» THINGS TO DO:
1. From the excerpt below, list everything it says the restructuring charge includes.
2. In the excerpt below, what percentage interest does Philip hold in Philip Utilities Management Corporation?
3. Decide whether each statement agrees with the excerpt below, and quote the words that settle it: (a) the one-time charge consists of two items; (b) the goodwill write-down accounts for more than 80% of the restructuring charge; (c) after tax, the one-time charge falls between US $175 million and US $200 million.
START DOCUMENT SEGMENT
Philip is reviewing strategic alternatives for a number of these
businesses, including Philip Utilities Management Corporation ("PUMC"), an
integrated water and wastewater utilities management company in which
Philip holds a 70% interest; and the Company's steel service center
businesses. In 1998, Philip expects to monetize its investment in these
business units which have a estimate market value in excess of US $300
million.
- - CONSOLIDATION: In conjunction with these various initiates, the Company
will record a one time year end charge to earnings of between US $250
million and US $275 million, which on an after tax basis, is between
US $175 million to US $200 million. This one-time charge will be comprised
of two items. One item will be in the form of a restructuring charge,
which on an after tax basis will amount to between US $100 million and
US $120 million. This restructuring charge includes a write-down of
goodwill, which makes up 60% to 70% of this charge, severance payments,
relocation costs and a variety of other items. The second component being
US $75 million to US $80 million after tax relates primarily to physical
inventory adjustments, and also to trading losses and charges relating to
a market revaluation of inventory held for resale by our Metals Recovery
Group. The Company is continuing to work on both of these matters, as we
move forward to conclude our year end financial results.
END DOCUMENT SEGMENT
START DATA
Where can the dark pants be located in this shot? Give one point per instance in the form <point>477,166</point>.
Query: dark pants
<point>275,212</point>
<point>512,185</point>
END DATA
» FINAL ANSWERS:
1.
- A write-down of goodwill
- Severance payments
- Relocation costs
- A variety of other items

2. 70%

3.
(a) Yes: "This one-time charge will be comprised of two items."
(b) No: "which makes up 60% to 70% of this charge"
(c) Yes: "on an after tax basis, is between US $175 million to US $200 million"